### TASK SET:
- 1) In the forum thread on operating system protection, which system is cited as using very sparse address spaces and encryption?
- 2) Name every operating system or processor that the forum thread on operating system protection mentions by name.

### DOCUMENT EXCERPT:
☆ ☆ ☆
I think we won't have much choice, but it may be reasonable for a 
image to specify that only one thread may be active at any time, all 
others must wait to get in (subject to rule changes to prevent deadlock).

>=>>>    This is certainly one way of doing it, but it adds a lot of
>=>>> state and complexity to the kernel, which is exactly where not
>=>>> to put complexity in a microkernel-based system.
>=>
>=>Protection is REQUIRED in an operating system.  If we don't have it, 
>=>we get a system known as DOS.  Protection includes a necessity for the 
>=>OS to protect objects from unauthorized processes.  Any other 
>=>suggestions on this that are proof against forgery?  
>=>
>   Very sparse address spaces and encryption can be used, as in the
>Amoeba system. Sparse addressing (i.e. say, a 128-bit number with
>object numbers scattered around in it) may be sufficient for a local
>system.

Even if you do pick them at random in a sparse address, you are only 
getting good chances of preventing forgery, not proof.  Remember, if 
the OS is not protected (i.e. PROOF) against the applications, any 
application can trash the OS.  We call this an unprotected operating 
system.  DOS is unprotected.  

>=>If IPC is not in the kernel, how do you communicate with the IPC?
>=>
>   Quite so. Unless the hardware has some IPC support, it has to
>be in the kernel. The 386 seems to be one of the exceptions in that
>the gates (if I remember correctly) can be used here. Other machines
>aren't so fortunate. Regardless, it needs to be in the kernel API
>whether it actually goes to the kernel or not.

All CPUs with multiple protection levels will have a method for a user 
level program to invoke something at a higher protection level, and 
pass some sort of parameter.  The unusual part of the 386 is that the 
parameter is that any of several calls can be used.  Most hardwares 
just let you pass an n-bit constant.
☆ ☆ ☆
### MATERIAL PROVIDED:
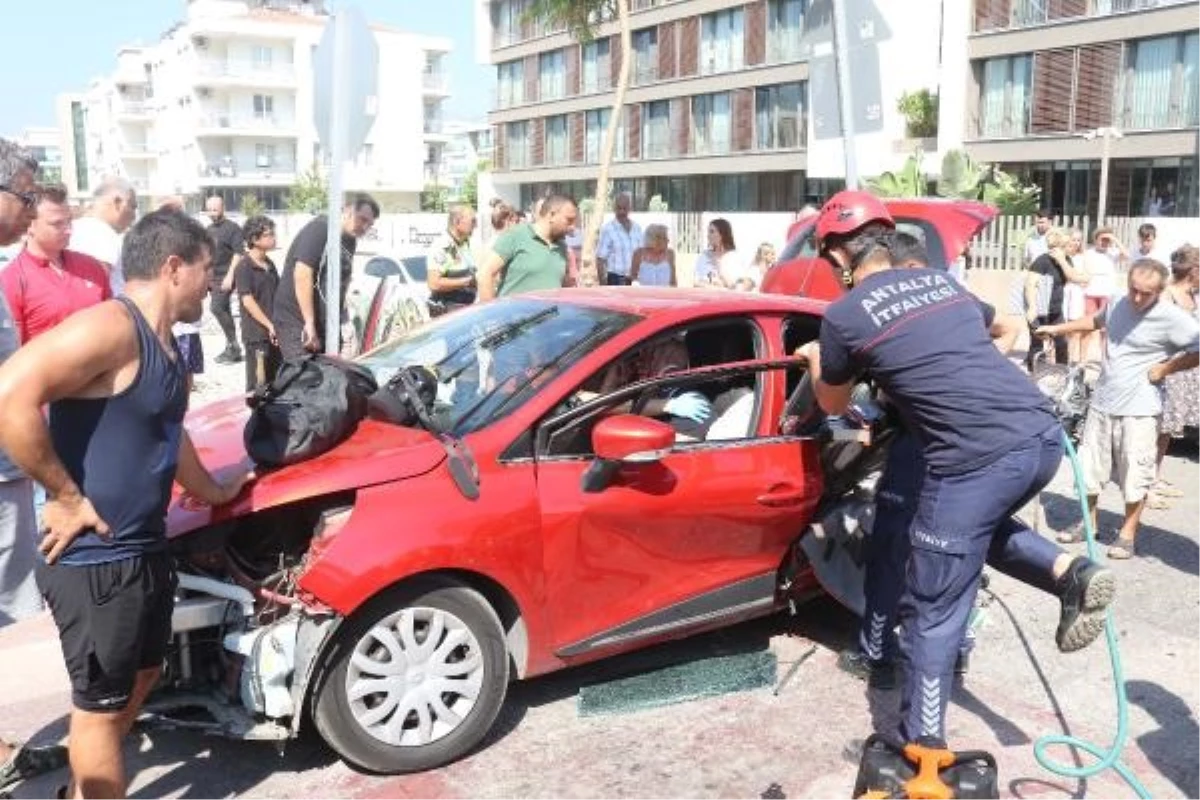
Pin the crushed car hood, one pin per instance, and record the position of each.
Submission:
(377, 452)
☆ ☆ ☆
### RESPONSES IN ORDER:
- 1) The Amoeba system.

- 2) DOS, Amoeba, the 386